**Task requirements**
Copy all of the records below word for word, omitting the pictures.

**Given data**
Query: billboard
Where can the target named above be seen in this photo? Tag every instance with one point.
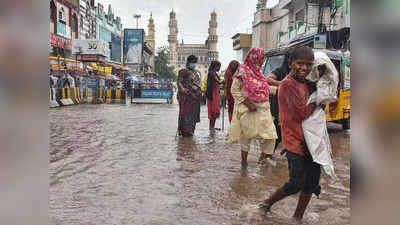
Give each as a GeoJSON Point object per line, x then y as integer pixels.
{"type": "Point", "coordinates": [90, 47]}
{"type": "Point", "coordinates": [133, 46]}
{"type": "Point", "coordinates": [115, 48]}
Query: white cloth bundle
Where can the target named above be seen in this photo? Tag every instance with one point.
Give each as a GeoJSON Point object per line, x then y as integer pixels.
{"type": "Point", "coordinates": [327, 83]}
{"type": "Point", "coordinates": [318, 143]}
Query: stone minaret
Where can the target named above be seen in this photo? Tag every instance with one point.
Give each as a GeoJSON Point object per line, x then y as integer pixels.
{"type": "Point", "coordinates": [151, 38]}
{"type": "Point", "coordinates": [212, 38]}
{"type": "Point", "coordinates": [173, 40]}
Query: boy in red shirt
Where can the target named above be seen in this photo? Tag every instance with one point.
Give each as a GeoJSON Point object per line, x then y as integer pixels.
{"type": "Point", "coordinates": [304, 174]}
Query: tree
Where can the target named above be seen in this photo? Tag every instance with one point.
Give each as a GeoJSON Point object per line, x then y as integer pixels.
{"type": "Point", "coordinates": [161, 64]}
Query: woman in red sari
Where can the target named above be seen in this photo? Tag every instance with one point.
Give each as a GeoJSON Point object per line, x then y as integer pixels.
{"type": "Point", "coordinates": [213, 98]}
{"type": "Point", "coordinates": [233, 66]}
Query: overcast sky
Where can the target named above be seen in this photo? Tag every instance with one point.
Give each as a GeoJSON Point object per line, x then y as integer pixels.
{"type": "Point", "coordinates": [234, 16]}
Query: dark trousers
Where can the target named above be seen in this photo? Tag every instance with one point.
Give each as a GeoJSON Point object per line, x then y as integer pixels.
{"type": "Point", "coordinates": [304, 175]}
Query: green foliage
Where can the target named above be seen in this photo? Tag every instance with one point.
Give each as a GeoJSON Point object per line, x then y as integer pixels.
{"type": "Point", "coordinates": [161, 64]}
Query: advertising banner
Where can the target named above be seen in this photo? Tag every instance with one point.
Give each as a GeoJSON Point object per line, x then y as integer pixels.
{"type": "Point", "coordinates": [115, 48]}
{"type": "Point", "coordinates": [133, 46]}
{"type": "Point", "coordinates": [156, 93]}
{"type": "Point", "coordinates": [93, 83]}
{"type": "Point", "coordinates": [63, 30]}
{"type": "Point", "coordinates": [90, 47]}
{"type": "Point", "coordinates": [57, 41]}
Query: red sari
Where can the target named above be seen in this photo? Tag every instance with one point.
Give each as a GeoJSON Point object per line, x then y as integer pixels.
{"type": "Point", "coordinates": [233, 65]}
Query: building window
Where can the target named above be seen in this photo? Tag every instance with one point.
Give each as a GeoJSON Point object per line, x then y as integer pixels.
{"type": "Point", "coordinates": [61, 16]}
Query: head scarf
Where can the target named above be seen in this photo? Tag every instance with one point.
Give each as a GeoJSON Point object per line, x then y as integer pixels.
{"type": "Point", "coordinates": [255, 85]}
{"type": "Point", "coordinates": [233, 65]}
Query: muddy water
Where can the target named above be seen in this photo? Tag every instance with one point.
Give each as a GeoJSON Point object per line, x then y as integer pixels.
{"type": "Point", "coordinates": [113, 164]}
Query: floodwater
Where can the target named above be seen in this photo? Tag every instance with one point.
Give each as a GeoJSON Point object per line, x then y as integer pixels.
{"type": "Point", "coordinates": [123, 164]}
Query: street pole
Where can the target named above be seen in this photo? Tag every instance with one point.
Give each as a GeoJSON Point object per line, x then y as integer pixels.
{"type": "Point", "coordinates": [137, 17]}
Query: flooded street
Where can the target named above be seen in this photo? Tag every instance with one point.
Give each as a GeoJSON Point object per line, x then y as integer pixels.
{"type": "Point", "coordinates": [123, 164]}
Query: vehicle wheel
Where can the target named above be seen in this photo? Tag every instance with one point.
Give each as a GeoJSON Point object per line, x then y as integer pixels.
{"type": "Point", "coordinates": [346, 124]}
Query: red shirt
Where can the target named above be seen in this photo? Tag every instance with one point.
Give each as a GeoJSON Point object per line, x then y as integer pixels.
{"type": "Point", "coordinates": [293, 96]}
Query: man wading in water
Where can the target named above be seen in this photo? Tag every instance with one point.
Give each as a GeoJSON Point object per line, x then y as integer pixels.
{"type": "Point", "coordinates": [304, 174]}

**Response for this exercise**
Query: billboard
Where can the target named above be seen in this photo? Tag every instance with one point.
Give each as a GeoJSON Point object per line, x then y as integer pixels.
{"type": "Point", "coordinates": [90, 47]}
{"type": "Point", "coordinates": [133, 46]}
{"type": "Point", "coordinates": [115, 48]}
Query: white cloth bundle
Where can the target named above be seen in this photo? Tag every instance with one point.
Give each as a GeoJSON Point object per line, x then y as integer pixels.
{"type": "Point", "coordinates": [327, 83]}
{"type": "Point", "coordinates": [318, 143]}
Query: stone minaret
Where can the target named above be seen in this photo? Tag every instance with one point.
Give each as a GeoJSON Point object per line, x then y as integer pixels.
{"type": "Point", "coordinates": [151, 38]}
{"type": "Point", "coordinates": [212, 38]}
{"type": "Point", "coordinates": [173, 40]}
Query: boy in red shirt
Where can the target named above be seen in this photo? Tag every instance with one point.
Give each as a GeoJSON Point object per line, x then y as integer pixels.
{"type": "Point", "coordinates": [304, 174]}
Query: tree
Where can the target named above be seen in this photo? Tag every instance with one point.
Give each as a GeoJSON Point object per line, x then y as integer pixels.
{"type": "Point", "coordinates": [161, 64]}
Query: woman in red sari
Where can the target named above be seen in this photo? Tag every instance with one point.
Give each as a GeoJSON Point object per line, x then y as integer pixels.
{"type": "Point", "coordinates": [213, 98]}
{"type": "Point", "coordinates": [233, 66]}
Query: overcast sky
Where can the target named above be seen in this photo? Tag every instance with one point.
Give each as a GeoJSON Point object per line, x then y as integer pixels.
{"type": "Point", "coordinates": [234, 16]}
Query: dark trousers
Where can the target named above be seen in this photo? Tag every instance with one point.
Give each as a GeoJSON Point object per line, x then y as integer pixels.
{"type": "Point", "coordinates": [304, 175]}
Query: green foliage
Where can the target named above be seen in this photo? Tag every instance with one point.
Give each as a GeoJSON Point object per line, x then y as integer pixels.
{"type": "Point", "coordinates": [161, 64]}
Query: advertising banner
Where can the target named above be seen in this photo? Tag every instance with one point.
Give each as a GeoJSON Point object per line, x then y as integer pixels.
{"type": "Point", "coordinates": [115, 48]}
{"type": "Point", "coordinates": [133, 46]}
{"type": "Point", "coordinates": [156, 93]}
{"type": "Point", "coordinates": [93, 83]}
{"type": "Point", "coordinates": [63, 30]}
{"type": "Point", "coordinates": [90, 47]}
{"type": "Point", "coordinates": [57, 41]}
Query: red sari
Where can the target named above be seen in this photo? Tag every instance with one point.
Give each as a GeoJSON Point object per line, x then y as integer pixels.
{"type": "Point", "coordinates": [233, 65]}
Query: building window
Where can the target named above be seen in this photo? Tag every instance with one point.
Give each as a GeoJSON Point object per line, x then y as integer pixels.
{"type": "Point", "coordinates": [61, 16]}
Query: head scarf
Where can the target named above be seen in this photo? Tag every instance with one point.
Give each as a GeoJSON Point object per line, x then y as integer pixels.
{"type": "Point", "coordinates": [255, 85]}
{"type": "Point", "coordinates": [233, 65]}
Query: muddy water
Where can the target named above be seen in this photo? Tag every instance with one point.
Give each as a GeoJSON Point object per line, x then y as integer pixels.
{"type": "Point", "coordinates": [113, 164]}
Query: floodwater
Where can the target named above be seen in this photo? Tag every instance with one point.
Give each as a GeoJSON Point object per line, x then y as integer pixels.
{"type": "Point", "coordinates": [123, 164]}
Query: street pole
Where can the target named above be seen in this photo? Tag every instance with one point.
Give each as a GeoJSON Point object per line, x then y as integer pixels.
{"type": "Point", "coordinates": [137, 17]}
Query: flooded street
Where can the target named above be seen in this photo? Tag every instance with one point.
Give each as a GeoJSON Point object per line, x then y as integer pixels.
{"type": "Point", "coordinates": [123, 164]}
Query: vehicle wheel
Where can the target named above be seen in this photo? Tag every instance with one point.
Give each as a GeoJSON Point object per line, x then y as integer pixels.
{"type": "Point", "coordinates": [346, 124]}
Query: red shirt
Where can the target named above be seen in this photo? Tag every instance with one point.
Give each as a GeoJSON Point object per line, x then y as integer pixels.
{"type": "Point", "coordinates": [293, 96]}
Query: man wading in water
Where can the target named above be seen in this photo? Tag every instance with one point.
Give each as a GeoJSON Point object per line, x then y as integer pixels.
{"type": "Point", "coordinates": [304, 174]}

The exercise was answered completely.